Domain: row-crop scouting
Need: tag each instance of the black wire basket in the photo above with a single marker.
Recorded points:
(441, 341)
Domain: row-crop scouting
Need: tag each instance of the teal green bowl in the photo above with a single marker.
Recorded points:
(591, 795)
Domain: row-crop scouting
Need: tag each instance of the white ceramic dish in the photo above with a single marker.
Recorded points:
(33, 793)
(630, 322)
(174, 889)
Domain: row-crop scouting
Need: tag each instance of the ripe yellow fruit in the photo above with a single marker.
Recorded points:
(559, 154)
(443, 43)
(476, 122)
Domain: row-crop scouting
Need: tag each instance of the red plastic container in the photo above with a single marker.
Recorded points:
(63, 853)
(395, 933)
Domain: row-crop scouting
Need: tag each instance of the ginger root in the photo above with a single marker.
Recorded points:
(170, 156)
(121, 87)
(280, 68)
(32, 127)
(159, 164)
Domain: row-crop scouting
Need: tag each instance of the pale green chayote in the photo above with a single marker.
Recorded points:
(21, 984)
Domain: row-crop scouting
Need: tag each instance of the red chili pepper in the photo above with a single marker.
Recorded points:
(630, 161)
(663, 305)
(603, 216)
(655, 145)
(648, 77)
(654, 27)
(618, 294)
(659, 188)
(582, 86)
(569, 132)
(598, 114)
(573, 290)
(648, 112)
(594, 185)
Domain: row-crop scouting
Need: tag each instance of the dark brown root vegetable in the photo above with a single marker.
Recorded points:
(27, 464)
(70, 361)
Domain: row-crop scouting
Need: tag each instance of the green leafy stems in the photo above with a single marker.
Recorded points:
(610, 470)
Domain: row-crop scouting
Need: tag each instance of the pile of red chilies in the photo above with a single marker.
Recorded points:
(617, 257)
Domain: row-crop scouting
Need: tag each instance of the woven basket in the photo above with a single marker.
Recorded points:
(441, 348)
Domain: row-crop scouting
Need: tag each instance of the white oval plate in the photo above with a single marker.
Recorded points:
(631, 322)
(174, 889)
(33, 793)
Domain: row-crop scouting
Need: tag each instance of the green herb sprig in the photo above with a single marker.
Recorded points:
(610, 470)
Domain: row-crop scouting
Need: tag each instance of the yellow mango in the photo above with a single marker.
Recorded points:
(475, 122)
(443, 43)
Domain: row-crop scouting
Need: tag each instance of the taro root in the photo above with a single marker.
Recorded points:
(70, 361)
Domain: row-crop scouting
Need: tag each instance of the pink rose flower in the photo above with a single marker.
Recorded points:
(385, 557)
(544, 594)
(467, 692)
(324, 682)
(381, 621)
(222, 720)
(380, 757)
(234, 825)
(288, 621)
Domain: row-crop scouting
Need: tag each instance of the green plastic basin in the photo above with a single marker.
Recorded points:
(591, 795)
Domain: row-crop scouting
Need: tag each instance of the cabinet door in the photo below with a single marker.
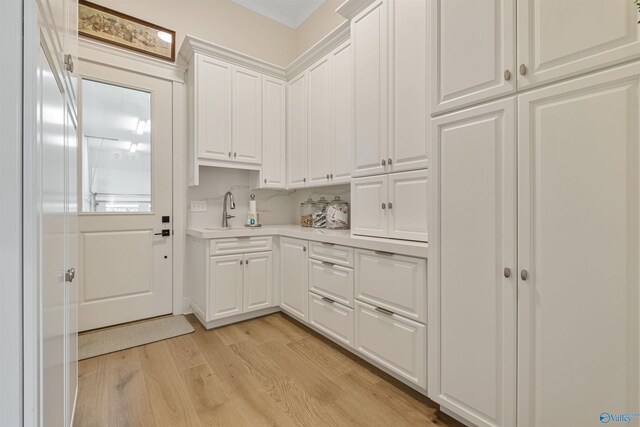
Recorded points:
(342, 110)
(472, 49)
(578, 239)
(409, 205)
(408, 85)
(225, 286)
(273, 133)
(472, 305)
(247, 116)
(369, 36)
(369, 206)
(319, 119)
(295, 287)
(213, 109)
(297, 133)
(396, 343)
(558, 39)
(258, 279)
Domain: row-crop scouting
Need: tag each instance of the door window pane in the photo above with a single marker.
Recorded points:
(116, 154)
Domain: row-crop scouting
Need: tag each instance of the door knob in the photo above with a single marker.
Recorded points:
(69, 275)
(523, 69)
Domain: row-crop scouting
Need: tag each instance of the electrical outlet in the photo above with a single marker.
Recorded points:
(198, 206)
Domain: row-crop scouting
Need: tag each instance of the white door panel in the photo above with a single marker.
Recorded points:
(579, 234)
(558, 39)
(472, 45)
(125, 268)
(472, 305)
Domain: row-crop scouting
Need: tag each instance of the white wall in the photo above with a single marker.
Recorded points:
(11, 213)
(274, 206)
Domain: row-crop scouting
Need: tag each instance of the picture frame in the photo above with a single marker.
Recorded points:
(116, 28)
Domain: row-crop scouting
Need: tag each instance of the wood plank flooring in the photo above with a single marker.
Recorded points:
(270, 371)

# EXERCISE:
A line counts if it holds the word "root". How many lines of the entries count? Give the number only.

# ANSWER TO THIS PROBLEM:
3